▶ **WHAT YOU ARE ASKED TO DO**
Rewrite the material below, starting at its beginning and ending at the line that contains "xmin=130 ymin=65 xmax=139 ymax=73", with "shower head" changed to "showerhead" and everything else kept the same. Leave the picture out of your answer.

:: SUPPLIED RECORDS ::

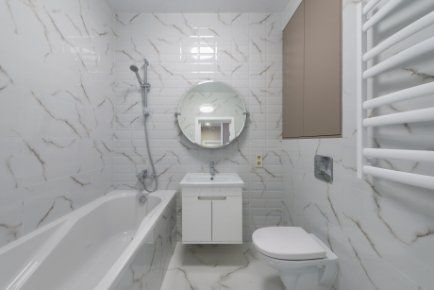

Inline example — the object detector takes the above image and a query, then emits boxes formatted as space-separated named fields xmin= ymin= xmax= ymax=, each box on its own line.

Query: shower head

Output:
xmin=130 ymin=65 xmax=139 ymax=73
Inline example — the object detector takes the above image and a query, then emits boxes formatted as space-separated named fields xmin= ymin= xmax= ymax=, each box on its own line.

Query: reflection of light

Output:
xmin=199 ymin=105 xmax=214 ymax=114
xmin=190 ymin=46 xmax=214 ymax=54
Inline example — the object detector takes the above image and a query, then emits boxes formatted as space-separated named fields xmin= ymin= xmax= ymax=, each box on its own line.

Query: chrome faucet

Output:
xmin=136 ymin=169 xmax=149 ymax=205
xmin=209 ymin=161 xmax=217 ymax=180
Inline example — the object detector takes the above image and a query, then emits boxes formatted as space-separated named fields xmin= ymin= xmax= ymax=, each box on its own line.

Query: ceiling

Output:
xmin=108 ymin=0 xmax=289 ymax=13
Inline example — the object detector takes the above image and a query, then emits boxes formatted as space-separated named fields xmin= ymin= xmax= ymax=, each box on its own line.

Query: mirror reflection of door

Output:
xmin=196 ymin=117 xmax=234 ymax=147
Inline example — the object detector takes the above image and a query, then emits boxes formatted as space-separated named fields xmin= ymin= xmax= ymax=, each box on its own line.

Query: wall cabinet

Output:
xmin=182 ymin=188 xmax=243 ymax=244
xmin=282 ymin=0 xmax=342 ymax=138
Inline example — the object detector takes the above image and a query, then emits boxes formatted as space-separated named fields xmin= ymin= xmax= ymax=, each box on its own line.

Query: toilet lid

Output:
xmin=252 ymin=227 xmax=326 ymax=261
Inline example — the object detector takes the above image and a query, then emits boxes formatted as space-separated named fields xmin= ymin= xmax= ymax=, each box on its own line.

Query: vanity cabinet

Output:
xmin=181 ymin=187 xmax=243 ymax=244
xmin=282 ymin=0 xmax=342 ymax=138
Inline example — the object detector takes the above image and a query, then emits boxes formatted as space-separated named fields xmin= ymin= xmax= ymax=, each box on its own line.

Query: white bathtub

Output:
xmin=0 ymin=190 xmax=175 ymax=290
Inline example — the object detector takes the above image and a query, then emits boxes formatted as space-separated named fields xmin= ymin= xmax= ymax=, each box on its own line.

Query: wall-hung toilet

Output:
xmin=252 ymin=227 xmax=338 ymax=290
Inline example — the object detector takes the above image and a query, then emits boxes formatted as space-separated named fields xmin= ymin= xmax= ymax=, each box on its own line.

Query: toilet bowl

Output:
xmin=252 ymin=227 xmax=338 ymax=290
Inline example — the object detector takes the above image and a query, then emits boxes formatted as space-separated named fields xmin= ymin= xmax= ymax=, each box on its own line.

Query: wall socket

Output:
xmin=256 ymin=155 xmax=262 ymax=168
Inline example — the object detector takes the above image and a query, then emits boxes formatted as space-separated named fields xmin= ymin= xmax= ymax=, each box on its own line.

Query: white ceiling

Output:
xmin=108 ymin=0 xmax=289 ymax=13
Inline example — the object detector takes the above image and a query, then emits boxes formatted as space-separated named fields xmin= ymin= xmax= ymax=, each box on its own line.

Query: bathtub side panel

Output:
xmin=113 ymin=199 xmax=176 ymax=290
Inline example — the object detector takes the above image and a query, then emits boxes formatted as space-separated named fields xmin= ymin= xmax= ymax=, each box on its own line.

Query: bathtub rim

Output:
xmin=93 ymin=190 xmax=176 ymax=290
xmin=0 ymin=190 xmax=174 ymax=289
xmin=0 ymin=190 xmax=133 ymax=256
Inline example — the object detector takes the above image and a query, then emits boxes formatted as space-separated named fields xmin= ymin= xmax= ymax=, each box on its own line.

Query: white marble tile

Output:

:::

▶ **SOLVED EXERCISE**
Inline example — the object detector takes the above image and a query, then emits boxes formatted as space-separated named fields xmin= ymin= xmax= ymax=, each box on its own line.

Query: showerhead

Output:
xmin=130 ymin=65 xmax=139 ymax=73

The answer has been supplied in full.